#### DIRECTIONS:
Could you return the full listing, every line exactly as given?

#### TASK MATERIAL:
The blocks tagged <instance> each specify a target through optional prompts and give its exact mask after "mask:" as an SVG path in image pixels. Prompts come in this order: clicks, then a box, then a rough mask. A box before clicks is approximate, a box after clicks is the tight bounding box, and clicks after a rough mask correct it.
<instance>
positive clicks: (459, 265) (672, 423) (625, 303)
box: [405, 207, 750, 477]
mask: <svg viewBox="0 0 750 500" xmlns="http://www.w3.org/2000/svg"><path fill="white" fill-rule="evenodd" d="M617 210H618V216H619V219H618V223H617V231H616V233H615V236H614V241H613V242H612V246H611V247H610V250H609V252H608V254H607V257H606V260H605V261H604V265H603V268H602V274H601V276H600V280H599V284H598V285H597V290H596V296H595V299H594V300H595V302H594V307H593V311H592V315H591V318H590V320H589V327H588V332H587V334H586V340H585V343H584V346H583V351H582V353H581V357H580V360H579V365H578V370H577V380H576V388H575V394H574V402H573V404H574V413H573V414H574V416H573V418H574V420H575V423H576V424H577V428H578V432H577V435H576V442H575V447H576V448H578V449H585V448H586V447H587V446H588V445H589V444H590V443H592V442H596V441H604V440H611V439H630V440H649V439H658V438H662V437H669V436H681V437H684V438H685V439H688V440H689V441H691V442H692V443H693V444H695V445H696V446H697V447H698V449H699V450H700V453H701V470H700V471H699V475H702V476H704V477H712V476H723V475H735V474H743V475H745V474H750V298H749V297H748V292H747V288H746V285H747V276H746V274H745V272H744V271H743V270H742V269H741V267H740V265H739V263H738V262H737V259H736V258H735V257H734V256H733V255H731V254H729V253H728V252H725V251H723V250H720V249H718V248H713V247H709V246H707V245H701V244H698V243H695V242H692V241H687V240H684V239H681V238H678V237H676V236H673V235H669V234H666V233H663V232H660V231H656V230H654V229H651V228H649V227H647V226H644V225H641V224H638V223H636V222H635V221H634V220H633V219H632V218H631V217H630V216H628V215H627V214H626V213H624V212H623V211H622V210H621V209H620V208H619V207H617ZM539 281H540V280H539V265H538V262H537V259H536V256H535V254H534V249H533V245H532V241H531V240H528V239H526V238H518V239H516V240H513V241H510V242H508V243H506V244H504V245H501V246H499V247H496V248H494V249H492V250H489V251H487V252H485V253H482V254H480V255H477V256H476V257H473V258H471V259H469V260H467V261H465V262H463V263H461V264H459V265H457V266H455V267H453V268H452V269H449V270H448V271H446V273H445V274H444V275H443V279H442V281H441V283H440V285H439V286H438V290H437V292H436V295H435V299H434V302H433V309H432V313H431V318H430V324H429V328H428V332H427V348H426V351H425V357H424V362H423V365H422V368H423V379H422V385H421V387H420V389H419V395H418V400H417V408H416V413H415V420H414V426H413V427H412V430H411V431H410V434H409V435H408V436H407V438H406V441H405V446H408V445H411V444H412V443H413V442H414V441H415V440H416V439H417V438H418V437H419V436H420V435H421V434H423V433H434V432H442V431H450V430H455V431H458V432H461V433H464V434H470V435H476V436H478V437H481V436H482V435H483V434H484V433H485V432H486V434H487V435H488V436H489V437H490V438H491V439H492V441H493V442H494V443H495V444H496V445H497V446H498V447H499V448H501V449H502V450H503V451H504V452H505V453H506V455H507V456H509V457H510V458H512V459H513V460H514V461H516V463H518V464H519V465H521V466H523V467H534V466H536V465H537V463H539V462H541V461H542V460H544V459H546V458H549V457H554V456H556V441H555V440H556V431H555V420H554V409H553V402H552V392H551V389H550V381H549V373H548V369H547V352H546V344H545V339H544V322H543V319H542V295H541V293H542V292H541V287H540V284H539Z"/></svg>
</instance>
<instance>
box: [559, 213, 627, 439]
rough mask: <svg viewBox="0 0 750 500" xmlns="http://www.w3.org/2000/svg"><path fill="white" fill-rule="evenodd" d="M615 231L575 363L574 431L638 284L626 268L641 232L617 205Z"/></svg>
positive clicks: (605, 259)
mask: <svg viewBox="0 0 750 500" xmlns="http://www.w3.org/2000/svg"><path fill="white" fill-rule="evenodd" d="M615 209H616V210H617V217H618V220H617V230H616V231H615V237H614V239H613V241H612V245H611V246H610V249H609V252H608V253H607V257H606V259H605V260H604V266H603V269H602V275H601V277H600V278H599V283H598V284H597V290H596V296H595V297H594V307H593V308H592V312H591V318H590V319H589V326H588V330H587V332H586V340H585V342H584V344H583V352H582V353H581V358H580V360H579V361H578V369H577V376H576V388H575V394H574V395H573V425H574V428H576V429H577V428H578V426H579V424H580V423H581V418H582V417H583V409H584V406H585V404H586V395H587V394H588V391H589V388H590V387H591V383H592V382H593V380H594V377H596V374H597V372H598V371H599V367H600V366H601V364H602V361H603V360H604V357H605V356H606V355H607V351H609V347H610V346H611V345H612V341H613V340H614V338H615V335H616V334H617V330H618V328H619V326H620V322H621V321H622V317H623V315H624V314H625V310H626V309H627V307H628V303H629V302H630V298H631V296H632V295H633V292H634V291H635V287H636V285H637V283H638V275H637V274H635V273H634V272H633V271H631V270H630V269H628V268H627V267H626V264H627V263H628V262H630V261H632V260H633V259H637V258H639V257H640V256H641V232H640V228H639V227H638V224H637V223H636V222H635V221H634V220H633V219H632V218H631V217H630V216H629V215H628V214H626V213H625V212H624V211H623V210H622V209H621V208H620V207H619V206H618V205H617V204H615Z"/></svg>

#### SOLUTION:
The blocks tagged <instance> each specify a target through optional prompts and give its exact mask after "mask:" as an SVG path in image pixels. Prompts come in this order: clicks, then a box, then a rough mask. A box before clicks is approximate, a box after clicks is the tight bounding box, and clicks after a rough mask correct it.
<instance>
positive clicks: (459, 265) (672, 423) (625, 303)
box: [405, 207, 750, 477]
mask: <svg viewBox="0 0 750 500" xmlns="http://www.w3.org/2000/svg"><path fill="white" fill-rule="evenodd" d="M617 210H618V216H619V219H618V223H617V231H616V233H615V236H614V241H613V242H612V246H611V247H610V250H609V252H608V254H607V257H606V260H605V261H604V265H603V268H602V274H601V276H600V280H599V284H598V285H597V290H596V296H595V299H594V300H595V302H594V307H593V311H592V315H591V318H590V320H589V327H588V332H587V334H586V340H585V343H584V346H583V351H582V353H581V357H580V360H579V365H578V370H577V380H576V388H575V394H574V402H573V404H574V413H573V414H574V416H573V418H574V420H575V423H576V424H577V428H578V432H577V435H576V442H575V447H576V448H578V449H585V448H586V447H587V446H588V445H589V444H590V443H592V442H596V441H604V440H611V439H630V440H649V439H658V438H662V437H669V436H681V437H684V438H685V439H688V440H689V441H691V442H692V443H693V444H695V445H696V446H697V447H698V449H699V450H700V453H701V470H700V471H699V475H702V476H704V477H712V476H723V475H735V474H743V475H745V474H750V298H749V297H748V292H747V288H746V285H747V276H746V274H745V272H744V271H743V270H742V269H741V267H740V265H739V263H738V262H737V259H736V258H735V257H734V256H733V255H731V254H729V253H728V252H725V251H723V250H720V249H718V248H713V247H709V246H707V245H701V244H698V243H695V242H692V241H687V240H684V239H681V238H678V237H676V236H673V235H669V234H666V233H663V232H660V231H656V230H654V229H651V228H649V227H647V226H644V225H641V224H638V223H636V222H635V221H634V220H633V219H632V218H631V217H630V216H628V215H627V214H626V213H624V212H623V211H622V210H621V209H620V208H619V207H617ZM539 281H540V280H539V265H538V262H537V259H536V256H535V254H534V249H533V245H532V241H531V240H528V239H526V238H518V239H516V240H513V241H510V242H508V243H506V244H504V245H501V246H499V247H496V248H494V249H492V250H489V251H487V252H485V253H482V254H480V255H477V256H476V257H473V258H471V259H469V260H467V261H465V262H463V263H461V264H459V265H457V266H455V267H453V268H452V269H449V270H448V271H446V273H445V274H444V275H443V279H442V281H441V283H440V285H439V286H438V290H437V292H436V295H435V299H434V302H433V309H432V313H431V318H430V324H429V328H428V332H427V348H426V351H425V357H424V362H423V365H422V368H423V379H422V385H421V387H420V389H419V395H418V400H417V408H416V413H415V420H414V426H413V427H412V430H411V431H410V434H409V435H408V436H407V438H406V441H405V446H408V445H411V444H412V443H413V442H414V441H415V440H416V439H417V438H418V437H419V436H420V435H421V434H423V433H434V432H442V431H450V430H455V431H458V432H461V433H464V434H470V435H476V436H478V437H481V436H482V435H483V434H484V433H485V432H486V434H487V435H488V436H489V437H490V438H491V439H492V441H493V442H494V443H495V444H496V445H497V446H498V447H499V448H501V449H502V450H503V451H504V452H505V453H506V455H507V456H509V457H510V458H512V459H513V460H514V461H516V463H518V464H519V465H521V466H523V467H534V466H536V465H537V463H539V462H541V461H542V460H544V459H546V458H549V457H554V456H556V441H555V440H556V431H555V420H554V409H553V402H552V392H551V389H550V381H549V373H548V369H547V352H546V344H545V339H544V322H543V319H542V295H541V293H542V292H541V287H540V284H539Z"/></svg>
</instance>
<instance>
box: [559, 213, 627, 439]
rough mask: <svg viewBox="0 0 750 500" xmlns="http://www.w3.org/2000/svg"><path fill="white" fill-rule="evenodd" d="M615 231L575 363L574 431L638 284L626 268L641 232L617 205Z"/></svg>
positive clicks: (605, 259)
mask: <svg viewBox="0 0 750 500" xmlns="http://www.w3.org/2000/svg"><path fill="white" fill-rule="evenodd" d="M615 209H616V210H617V217H618V220H617V230H616V231H615V237H614V239H613V241H612V245H611V246H610V249H609V252H608V253H607V257H606V259H605V260H604V266H603V269H602V275H601V277H600V278H599V283H598V284H597V290H596V296H595V297H594V307H593V308H592V312H591V318H590V319H589V326H588V330H587V332H586V340H585V342H584V344H583V352H582V353H581V358H580V360H579V361H578V369H577V376H576V388H575V394H574V395H573V425H574V428H576V429H577V428H578V426H579V424H580V423H581V418H582V417H583V409H584V406H585V404H586V395H587V394H588V391H589V388H590V387H591V383H592V382H593V380H594V377H596V374H597V372H598V371H599V367H600V366H601V364H602V361H603V360H604V357H605V356H606V355H607V351H609V347H610V346H611V345H612V341H613V340H614V338H615V335H616V334H617V330H618V328H619V326H620V322H621V321H622V317H623V315H624V314H625V310H626V309H627V307H628V303H629V302H630V298H631V296H632V295H633V292H634V291H635V287H636V285H637V283H638V275H637V274H635V273H634V272H633V271H631V270H630V269H628V268H627V267H626V264H627V263H628V262H630V261H632V260H633V259H637V258H639V257H640V256H641V232H640V228H639V227H638V224H637V223H636V222H635V221H634V220H633V219H632V218H631V217H630V216H629V215H628V214H626V213H625V212H624V211H623V210H622V209H621V208H620V207H619V206H618V205H617V204H615Z"/></svg>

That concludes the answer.